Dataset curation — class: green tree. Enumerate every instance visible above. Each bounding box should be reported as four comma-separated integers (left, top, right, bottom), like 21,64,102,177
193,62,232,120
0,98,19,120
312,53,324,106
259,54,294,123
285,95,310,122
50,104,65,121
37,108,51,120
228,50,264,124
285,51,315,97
= = = =
__Task item__. Extract every line above exactly as it stands.

__Response to the exercise__.
Dataset curation — class: green tree. Enumerate every instance visible above. Each bounding box should be reported as four comma-separated integers (left, top, right, bottom), like 21,64,102,177
193,62,232,120
0,98,19,120
312,53,324,106
259,54,294,123
285,95,310,122
50,104,65,121
37,108,51,120
228,50,264,124
285,51,315,97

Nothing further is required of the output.